== To be done ==
Starting at the line containing "Query: outdoor dining set" and continuing through the last of the items, reproduce those lines with "bowl" swapped for "dish" and everything else unchanged.

╭─ Provided material

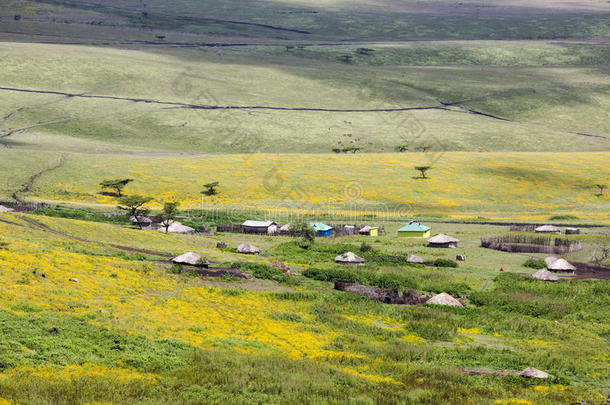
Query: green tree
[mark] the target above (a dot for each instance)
(210, 189)
(115, 184)
(423, 170)
(303, 230)
(133, 205)
(169, 213)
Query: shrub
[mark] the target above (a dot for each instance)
(264, 272)
(562, 217)
(365, 247)
(331, 275)
(534, 263)
(175, 269)
(444, 263)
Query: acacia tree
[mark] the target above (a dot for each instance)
(423, 170)
(210, 189)
(168, 215)
(115, 184)
(602, 188)
(133, 205)
(301, 229)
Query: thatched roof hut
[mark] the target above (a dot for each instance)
(259, 226)
(444, 299)
(177, 227)
(415, 259)
(280, 266)
(545, 275)
(248, 249)
(369, 230)
(442, 240)
(349, 258)
(561, 265)
(190, 258)
(532, 372)
(549, 260)
(547, 229)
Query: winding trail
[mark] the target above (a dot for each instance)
(25, 187)
(45, 228)
(137, 12)
(454, 107)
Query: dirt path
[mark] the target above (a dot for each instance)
(25, 187)
(137, 12)
(42, 227)
(220, 107)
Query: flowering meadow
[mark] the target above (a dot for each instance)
(523, 186)
(86, 320)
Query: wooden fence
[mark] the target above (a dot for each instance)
(24, 206)
(339, 230)
(530, 244)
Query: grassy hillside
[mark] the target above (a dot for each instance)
(131, 331)
(304, 101)
(493, 185)
(321, 20)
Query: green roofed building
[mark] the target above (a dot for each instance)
(414, 230)
(322, 230)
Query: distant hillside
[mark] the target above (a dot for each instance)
(526, 97)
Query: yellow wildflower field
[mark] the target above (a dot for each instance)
(459, 184)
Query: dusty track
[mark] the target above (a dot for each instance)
(42, 227)
(25, 187)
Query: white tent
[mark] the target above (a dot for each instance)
(444, 299)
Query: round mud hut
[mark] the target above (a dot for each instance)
(350, 258)
(443, 241)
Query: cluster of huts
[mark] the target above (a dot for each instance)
(554, 265)
(556, 229)
(322, 230)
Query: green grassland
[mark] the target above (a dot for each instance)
(336, 20)
(504, 186)
(536, 108)
(507, 101)
(378, 353)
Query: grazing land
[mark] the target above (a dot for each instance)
(467, 116)
(131, 330)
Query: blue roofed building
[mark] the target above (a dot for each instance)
(414, 229)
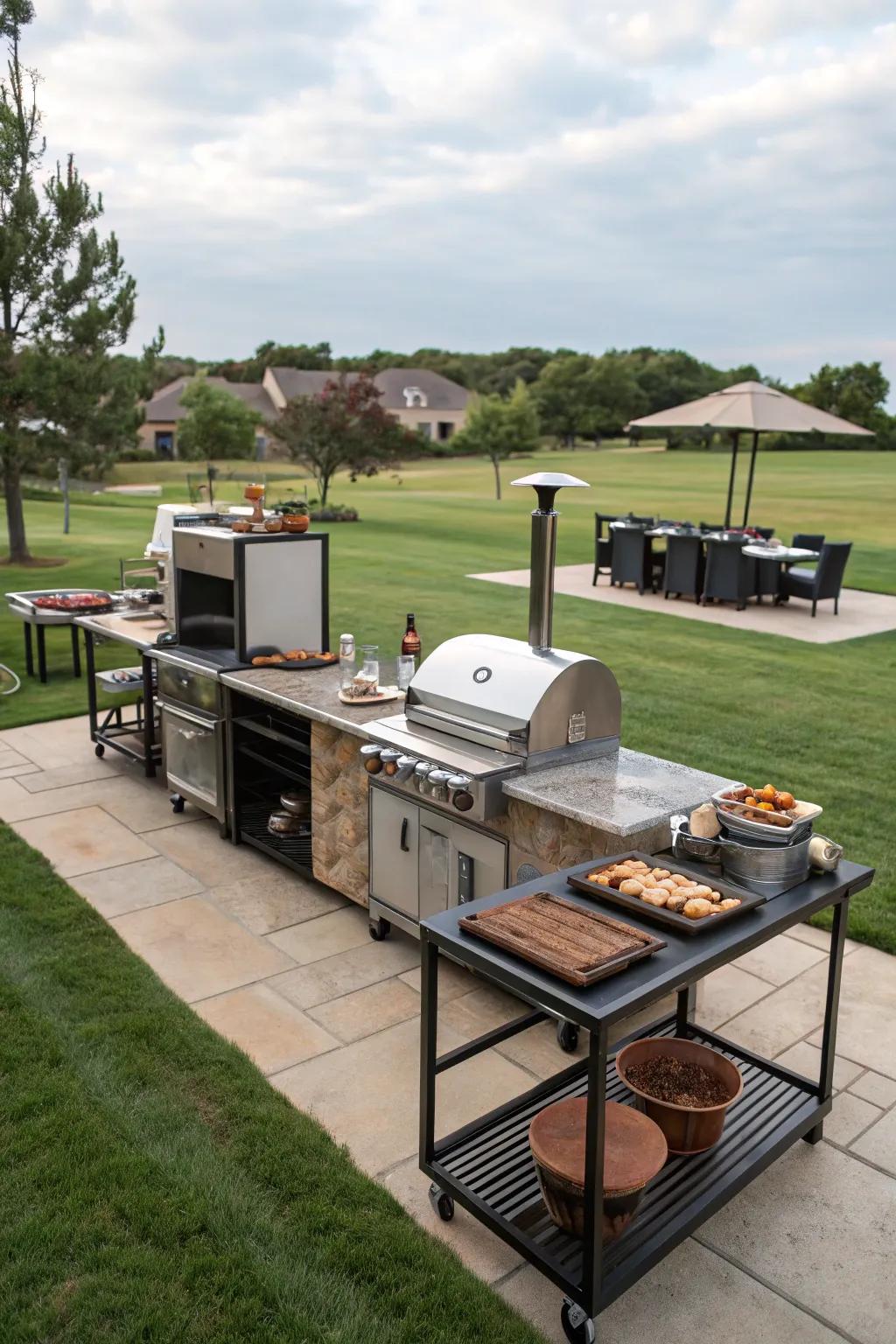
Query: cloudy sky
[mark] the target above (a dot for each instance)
(718, 175)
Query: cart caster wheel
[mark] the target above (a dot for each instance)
(442, 1203)
(567, 1037)
(577, 1326)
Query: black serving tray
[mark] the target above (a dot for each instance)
(644, 910)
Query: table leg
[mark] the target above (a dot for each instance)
(92, 684)
(75, 651)
(832, 1002)
(595, 1124)
(150, 721)
(42, 654)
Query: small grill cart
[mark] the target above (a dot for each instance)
(486, 1166)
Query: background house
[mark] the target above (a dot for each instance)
(419, 399)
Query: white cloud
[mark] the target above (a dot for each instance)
(634, 150)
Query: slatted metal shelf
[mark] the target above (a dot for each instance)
(488, 1167)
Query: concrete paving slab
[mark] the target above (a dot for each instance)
(82, 840)
(692, 1296)
(780, 960)
(315, 940)
(283, 900)
(273, 1032)
(367, 1011)
(196, 949)
(818, 1226)
(878, 1144)
(367, 1095)
(860, 613)
(133, 886)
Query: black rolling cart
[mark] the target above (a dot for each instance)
(486, 1166)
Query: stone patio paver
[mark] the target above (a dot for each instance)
(690, 1298)
(876, 1088)
(326, 935)
(133, 886)
(820, 1226)
(367, 1011)
(82, 840)
(271, 1031)
(780, 960)
(878, 1144)
(196, 949)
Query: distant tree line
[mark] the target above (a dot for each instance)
(584, 396)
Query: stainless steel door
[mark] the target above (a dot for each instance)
(434, 863)
(394, 852)
(477, 864)
(192, 750)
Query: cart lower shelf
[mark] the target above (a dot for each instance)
(489, 1170)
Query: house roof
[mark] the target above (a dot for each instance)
(441, 393)
(165, 406)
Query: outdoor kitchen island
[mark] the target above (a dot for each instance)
(555, 817)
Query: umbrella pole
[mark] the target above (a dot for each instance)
(735, 437)
(752, 468)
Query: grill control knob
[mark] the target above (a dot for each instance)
(371, 757)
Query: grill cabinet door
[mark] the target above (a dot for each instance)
(396, 852)
(479, 865)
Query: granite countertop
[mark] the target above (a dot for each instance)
(315, 695)
(620, 794)
(138, 632)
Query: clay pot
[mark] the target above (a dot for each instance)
(687, 1130)
(634, 1152)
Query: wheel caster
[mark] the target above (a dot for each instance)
(577, 1326)
(567, 1037)
(442, 1203)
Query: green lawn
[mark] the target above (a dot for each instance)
(155, 1187)
(817, 719)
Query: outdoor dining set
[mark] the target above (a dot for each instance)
(712, 564)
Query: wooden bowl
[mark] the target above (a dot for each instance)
(634, 1152)
(688, 1130)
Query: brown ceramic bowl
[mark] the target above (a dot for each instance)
(634, 1152)
(688, 1130)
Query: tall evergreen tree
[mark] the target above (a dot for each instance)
(66, 300)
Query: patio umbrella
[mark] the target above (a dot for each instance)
(750, 408)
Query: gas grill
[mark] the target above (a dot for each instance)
(480, 710)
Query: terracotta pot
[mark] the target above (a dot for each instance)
(633, 1152)
(688, 1130)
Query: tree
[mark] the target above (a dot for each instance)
(216, 425)
(499, 428)
(65, 298)
(341, 428)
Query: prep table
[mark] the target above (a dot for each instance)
(137, 632)
(486, 1164)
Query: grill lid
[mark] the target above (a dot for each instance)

╰─

== Answer to this exercise ==
Query: outdoor dining set
[mark] the target above (a dot for each instance)
(712, 564)
Query: wooden dish
[mark] the target above (a dot for each instance)
(634, 1152)
(688, 1130)
Query: brown ceramic dish
[mark] the target above (a dot for each instance)
(634, 1152)
(688, 1130)
Query: tall evergreen tree
[mark] the target above (a dot for each instance)
(66, 300)
Query: patio umbrella
[mark] the target above (a dot for each instance)
(750, 408)
Query: gas grill
[mark] the target above (a dot for each instance)
(480, 710)
Query: terracotta pot
[mark] the target above (a dot for each instance)
(633, 1152)
(688, 1130)
Query: tree
[mark] the target above (a dot for each instance)
(216, 425)
(499, 428)
(65, 298)
(341, 428)
Query: prep table
[mark] the target above (a dot for each instance)
(137, 632)
(486, 1164)
Query: grill lid
[mark] the target above (a dot for each instance)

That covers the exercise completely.